---- Excerpt
In September 2002 the ULG Cyclotron Research Centre equipped itself with some high performance functional Magnetic Resonance Imaging (fMRI) hardware. In this way it significantly expanded its capacity to explore the human brain). This equipment, entirely devoted to research, benefits from a very high magnetic field (3 Tesla against 1.5 for classical installations).

At the beginning of the 1970s, Paul Lauterbur of the University of Urbana, in the United States, first gave birth to Magnetic Resonance Imaging (MRI). What is the principle behind it? The supply of morphological images by utilising the magnetic properties of one of the major components of biological tissues: the hydrogen nucleus. The fMRI is the worthy descendant of magnetic resonance imaging. It came to life in 1991, following work carried out by Jack Belliveau and his team at the Massachusetts General Hospital for the needs of a study into the visual system. During this first study, the technique employed required the injection of a paramagnetic tracer, gadolinium. There is much about this procedure that reminds one of techniques used by PET.
--------
---- Available data
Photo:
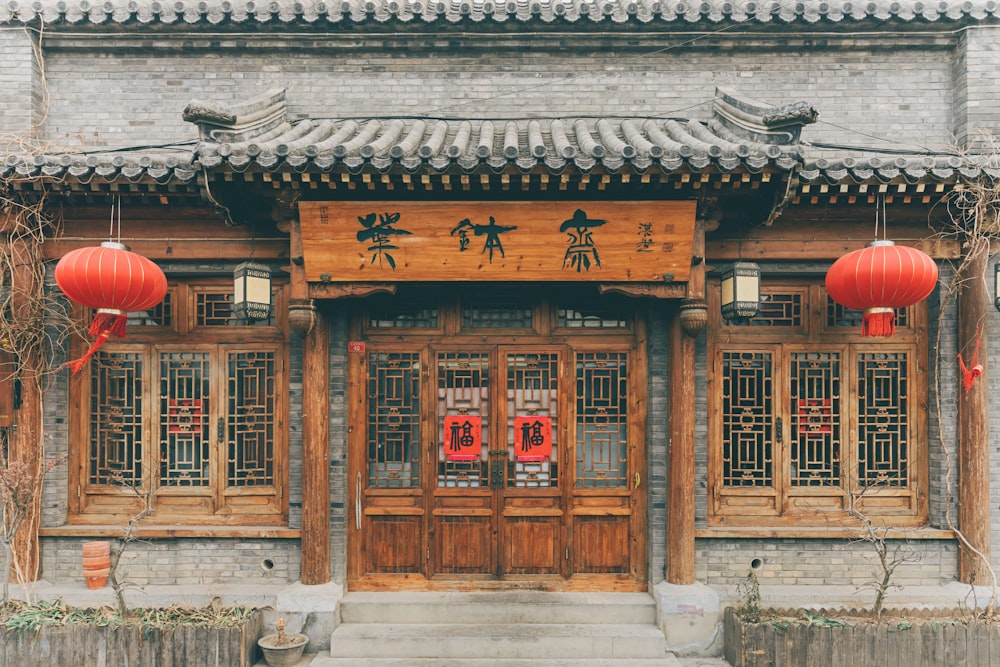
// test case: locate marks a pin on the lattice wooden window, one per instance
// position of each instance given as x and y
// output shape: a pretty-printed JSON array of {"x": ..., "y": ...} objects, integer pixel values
[
  {"x": 806, "y": 416},
  {"x": 533, "y": 389},
  {"x": 463, "y": 389},
  {"x": 251, "y": 412},
  {"x": 602, "y": 419},
  {"x": 116, "y": 406},
  {"x": 883, "y": 433},
  {"x": 815, "y": 419},
  {"x": 394, "y": 443},
  {"x": 747, "y": 419},
  {"x": 194, "y": 419}
]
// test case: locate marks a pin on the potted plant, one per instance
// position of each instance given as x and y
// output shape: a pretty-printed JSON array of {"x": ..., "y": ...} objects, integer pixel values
[{"x": 282, "y": 648}]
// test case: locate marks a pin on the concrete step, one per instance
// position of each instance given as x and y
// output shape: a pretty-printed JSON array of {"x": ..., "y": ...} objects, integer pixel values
[
  {"x": 324, "y": 660},
  {"x": 498, "y": 608},
  {"x": 545, "y": 641}
]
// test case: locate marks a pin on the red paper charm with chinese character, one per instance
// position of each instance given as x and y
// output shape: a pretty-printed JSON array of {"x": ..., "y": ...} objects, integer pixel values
[
  {"x": 113, "y": 281},
  {"x": 463, "y": 437},
  {"x": 879, "y": 279},
  {"x": 532, "y": 438}
]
--------
Activity:
Reproduce the full passage on the origins of MRI and fMRI word for word, from its opening sentence to its last.

Exercise result:
In September 2002 the ULG Cyclotron Research Centre equipped itself with some high performance functional Magnetic Resonance Imaging (fMRI) hardware. In this way it significantly expanded its capacity to explore the human brain). This equipment, entirely devoted to research, benefits from a very high magnetic field (3 Tesla against 1.5 for classical installations).

At the beginning of the 1970s, Paul Lauterbur of the University of Urbana, in the United States, first gave birth to Magnetic Resonance Imaging (MRI). What is the principle behind it? The supply of morphological images by utilising the magnetic properties of one of the major components of biological tissues: the hydrogen nucleus. The fMRI is the worthy descendant of magnetic resonance imaging. It came to life in 1991, following work carried out by Jack Belliveau and his team at the Massachusetts General Hospital for the needs of a study into the visual system. During this first study, the technique employed required the injection of a paramagnetic tracer, gadolinium. There is much about this procedure that reminds one of techniques used by PET.